Exercise instructions → Copy the rows from the very first line through the line that contains "(282, 63), (330, 92)", including both ends, keeping each line unchanged.

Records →
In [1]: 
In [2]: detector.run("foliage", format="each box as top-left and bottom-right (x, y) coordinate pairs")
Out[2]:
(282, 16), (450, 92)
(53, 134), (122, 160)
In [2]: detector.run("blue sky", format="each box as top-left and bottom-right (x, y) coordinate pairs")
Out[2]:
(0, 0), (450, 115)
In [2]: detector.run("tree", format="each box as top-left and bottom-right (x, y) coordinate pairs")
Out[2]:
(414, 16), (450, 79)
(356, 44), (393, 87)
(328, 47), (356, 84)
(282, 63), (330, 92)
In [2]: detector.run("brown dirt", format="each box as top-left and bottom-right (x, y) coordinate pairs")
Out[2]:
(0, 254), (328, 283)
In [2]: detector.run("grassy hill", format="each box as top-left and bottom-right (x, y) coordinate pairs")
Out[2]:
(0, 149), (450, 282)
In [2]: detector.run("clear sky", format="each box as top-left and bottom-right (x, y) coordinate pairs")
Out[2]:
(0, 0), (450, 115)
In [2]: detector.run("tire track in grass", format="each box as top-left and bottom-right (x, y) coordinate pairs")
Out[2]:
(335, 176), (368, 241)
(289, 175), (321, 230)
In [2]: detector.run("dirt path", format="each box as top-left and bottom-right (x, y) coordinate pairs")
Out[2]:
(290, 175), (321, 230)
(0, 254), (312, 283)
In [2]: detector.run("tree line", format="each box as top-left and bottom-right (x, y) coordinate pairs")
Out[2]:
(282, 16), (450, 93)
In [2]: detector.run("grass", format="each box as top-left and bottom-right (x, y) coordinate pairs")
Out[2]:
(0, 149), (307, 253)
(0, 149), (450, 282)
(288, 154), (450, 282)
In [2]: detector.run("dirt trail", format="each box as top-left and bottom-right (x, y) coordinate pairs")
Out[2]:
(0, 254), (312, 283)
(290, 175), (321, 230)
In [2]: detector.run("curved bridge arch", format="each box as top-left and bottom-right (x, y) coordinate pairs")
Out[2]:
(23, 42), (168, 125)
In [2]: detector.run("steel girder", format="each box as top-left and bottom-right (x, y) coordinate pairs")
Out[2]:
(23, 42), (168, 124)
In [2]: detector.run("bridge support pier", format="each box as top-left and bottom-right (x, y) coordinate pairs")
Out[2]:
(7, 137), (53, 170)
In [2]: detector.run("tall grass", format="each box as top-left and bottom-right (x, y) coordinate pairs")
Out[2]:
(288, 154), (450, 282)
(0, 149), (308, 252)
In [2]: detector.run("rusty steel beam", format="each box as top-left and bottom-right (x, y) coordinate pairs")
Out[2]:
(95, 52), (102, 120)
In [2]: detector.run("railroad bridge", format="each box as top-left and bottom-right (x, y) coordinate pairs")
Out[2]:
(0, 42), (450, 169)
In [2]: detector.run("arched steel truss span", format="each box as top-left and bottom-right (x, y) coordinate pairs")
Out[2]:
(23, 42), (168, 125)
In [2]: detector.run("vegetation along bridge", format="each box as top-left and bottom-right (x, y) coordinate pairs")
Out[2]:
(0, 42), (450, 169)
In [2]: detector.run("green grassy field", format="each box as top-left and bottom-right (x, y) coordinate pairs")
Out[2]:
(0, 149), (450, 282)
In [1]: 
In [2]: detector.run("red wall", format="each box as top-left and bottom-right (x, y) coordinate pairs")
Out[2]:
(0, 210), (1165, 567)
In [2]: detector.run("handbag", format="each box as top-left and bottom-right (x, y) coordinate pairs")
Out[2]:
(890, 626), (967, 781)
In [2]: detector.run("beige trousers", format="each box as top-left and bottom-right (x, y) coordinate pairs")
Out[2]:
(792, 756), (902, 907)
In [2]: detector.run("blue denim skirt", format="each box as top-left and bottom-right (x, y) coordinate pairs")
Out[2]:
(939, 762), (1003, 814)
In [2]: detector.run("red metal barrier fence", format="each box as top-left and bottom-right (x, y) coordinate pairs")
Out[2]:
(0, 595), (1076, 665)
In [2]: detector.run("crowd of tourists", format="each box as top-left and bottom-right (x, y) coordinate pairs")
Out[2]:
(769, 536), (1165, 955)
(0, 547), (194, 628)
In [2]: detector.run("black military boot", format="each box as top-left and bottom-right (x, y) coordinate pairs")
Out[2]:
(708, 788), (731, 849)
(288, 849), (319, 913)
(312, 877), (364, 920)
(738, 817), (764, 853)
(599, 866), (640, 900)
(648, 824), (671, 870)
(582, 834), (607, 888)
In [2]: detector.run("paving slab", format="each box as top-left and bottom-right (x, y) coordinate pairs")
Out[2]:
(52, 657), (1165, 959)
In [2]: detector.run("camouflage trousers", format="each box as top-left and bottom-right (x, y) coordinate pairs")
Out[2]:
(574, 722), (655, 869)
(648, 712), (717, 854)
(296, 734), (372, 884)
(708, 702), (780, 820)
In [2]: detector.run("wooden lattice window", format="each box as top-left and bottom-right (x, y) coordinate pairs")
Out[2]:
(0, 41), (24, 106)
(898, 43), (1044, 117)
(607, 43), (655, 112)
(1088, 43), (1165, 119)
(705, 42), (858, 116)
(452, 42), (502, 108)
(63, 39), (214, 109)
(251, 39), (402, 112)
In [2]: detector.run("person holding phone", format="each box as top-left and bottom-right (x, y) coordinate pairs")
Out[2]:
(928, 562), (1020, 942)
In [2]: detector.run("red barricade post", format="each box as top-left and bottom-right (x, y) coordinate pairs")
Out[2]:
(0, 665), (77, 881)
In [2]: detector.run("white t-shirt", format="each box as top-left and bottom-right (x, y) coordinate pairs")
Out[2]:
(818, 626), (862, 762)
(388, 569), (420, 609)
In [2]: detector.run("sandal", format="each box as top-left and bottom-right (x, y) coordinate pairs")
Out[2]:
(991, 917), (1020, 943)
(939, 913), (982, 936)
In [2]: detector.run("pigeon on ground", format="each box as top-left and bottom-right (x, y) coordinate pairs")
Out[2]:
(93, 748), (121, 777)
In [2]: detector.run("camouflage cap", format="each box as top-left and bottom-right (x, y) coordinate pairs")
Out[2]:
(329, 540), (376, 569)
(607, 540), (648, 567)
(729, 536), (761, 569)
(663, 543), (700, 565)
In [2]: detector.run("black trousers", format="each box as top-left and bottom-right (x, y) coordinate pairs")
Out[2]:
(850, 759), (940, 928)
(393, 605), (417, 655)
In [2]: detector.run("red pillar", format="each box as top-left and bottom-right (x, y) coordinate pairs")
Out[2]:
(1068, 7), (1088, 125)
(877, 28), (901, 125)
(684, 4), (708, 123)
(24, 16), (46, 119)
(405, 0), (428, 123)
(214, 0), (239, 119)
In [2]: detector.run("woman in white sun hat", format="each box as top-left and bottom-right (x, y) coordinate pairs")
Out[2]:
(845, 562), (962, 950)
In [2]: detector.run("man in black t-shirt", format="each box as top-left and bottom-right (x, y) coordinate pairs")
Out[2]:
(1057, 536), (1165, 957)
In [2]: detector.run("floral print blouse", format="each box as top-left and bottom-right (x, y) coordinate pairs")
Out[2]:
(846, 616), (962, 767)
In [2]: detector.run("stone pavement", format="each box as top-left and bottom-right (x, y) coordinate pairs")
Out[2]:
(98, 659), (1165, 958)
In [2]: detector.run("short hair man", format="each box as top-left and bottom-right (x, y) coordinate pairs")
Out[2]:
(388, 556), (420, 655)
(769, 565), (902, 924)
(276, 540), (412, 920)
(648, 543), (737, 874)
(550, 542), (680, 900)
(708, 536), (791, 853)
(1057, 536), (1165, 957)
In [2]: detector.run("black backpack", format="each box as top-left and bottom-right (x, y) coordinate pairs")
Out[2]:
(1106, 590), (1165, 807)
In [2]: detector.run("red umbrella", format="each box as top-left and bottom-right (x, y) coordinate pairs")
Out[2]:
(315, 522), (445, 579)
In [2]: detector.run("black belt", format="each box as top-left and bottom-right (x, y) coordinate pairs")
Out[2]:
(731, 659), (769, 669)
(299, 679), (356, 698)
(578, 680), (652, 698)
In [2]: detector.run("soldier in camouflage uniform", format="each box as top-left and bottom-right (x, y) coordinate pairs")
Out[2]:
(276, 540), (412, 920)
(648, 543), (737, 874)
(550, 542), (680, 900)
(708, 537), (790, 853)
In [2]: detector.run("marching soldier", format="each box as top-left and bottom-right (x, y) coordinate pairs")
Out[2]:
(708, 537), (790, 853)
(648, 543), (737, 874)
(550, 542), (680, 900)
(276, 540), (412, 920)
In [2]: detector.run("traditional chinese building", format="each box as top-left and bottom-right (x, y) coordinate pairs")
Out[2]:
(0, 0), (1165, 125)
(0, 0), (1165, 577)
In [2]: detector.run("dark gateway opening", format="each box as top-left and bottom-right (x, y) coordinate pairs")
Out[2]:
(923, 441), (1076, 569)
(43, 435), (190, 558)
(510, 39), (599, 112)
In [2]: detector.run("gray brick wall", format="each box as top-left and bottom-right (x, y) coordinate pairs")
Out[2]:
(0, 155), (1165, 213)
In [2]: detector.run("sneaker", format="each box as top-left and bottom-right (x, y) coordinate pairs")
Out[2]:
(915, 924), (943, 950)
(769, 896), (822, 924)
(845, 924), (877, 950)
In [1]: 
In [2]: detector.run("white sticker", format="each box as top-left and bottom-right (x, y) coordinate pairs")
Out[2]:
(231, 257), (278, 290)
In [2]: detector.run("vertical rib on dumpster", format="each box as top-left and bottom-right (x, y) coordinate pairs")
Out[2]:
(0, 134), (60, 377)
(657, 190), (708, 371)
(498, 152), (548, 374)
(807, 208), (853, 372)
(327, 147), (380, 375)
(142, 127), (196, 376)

Solution to this exercise →
In [1]: 
In [2]: detector.run("foliage", format="each box as top-left and bottom-right (x, y) coordinate pairs")
Out[2]:
(282, 16), (450, 92)
(53, 134), (122, 160)
In [2]: detector.run("blue sky", format="each box as top-left and bottom-right (x, y) coordinate pairs")
Out[2]:
(0, 0), (450, 115)
In [2]: detector.run("tree", format="each box as top-left and bottom-right (x, y) coordinate pairs")
Out[2]:
(414, 16), (450, 79)
(356, 44), (393, 87)
(328, 47), (356, 84)
(282, 63), (330, 92)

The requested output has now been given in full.